==== Records ====

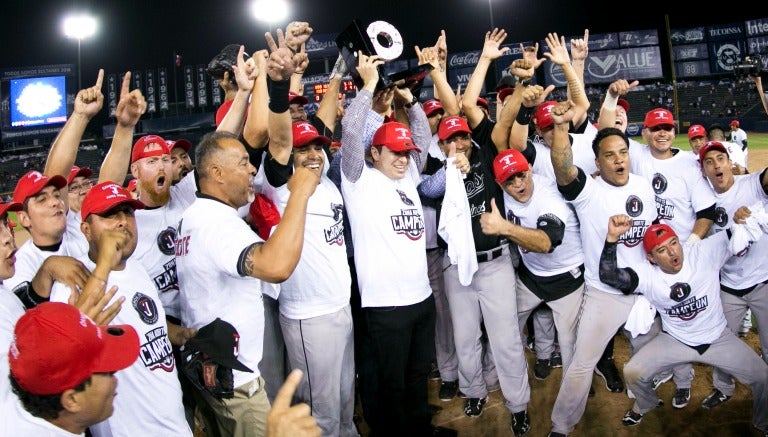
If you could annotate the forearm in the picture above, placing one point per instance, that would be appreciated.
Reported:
(624, 279)
(118, 158)
(64, 148)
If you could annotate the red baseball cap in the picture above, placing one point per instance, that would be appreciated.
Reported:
(9, 206)
(696, 131)
(452, 125)
(295, 98)
(709, 146)
(624, 104)
(33, 182)
(655, 235)
(505, 92)
(304, 133)
(432, 105)
(78, 171)
(394, 136)
(184, 144)
(56, 347)
(659, 117)
(106, 196)
(543, 115)
(147, 146)
(508, 163)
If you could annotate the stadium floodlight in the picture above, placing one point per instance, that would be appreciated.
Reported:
(79, 26)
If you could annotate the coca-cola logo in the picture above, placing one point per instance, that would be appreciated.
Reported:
(464, 59)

====

[Exercise details]
Set the lines above down again, word for word, from the first through the one containing "If you could annotate the red"; pictures excluded.

[Solution for this problem]
If you could annotate the forearm in the picture above, placing one point per instance, that would be appreciated.
Reported:
(624, 279)
(118, 158)
(64, 148)
If you could annotate the red baseball cap in the picture above, placing one point per instance, that would be appreciated.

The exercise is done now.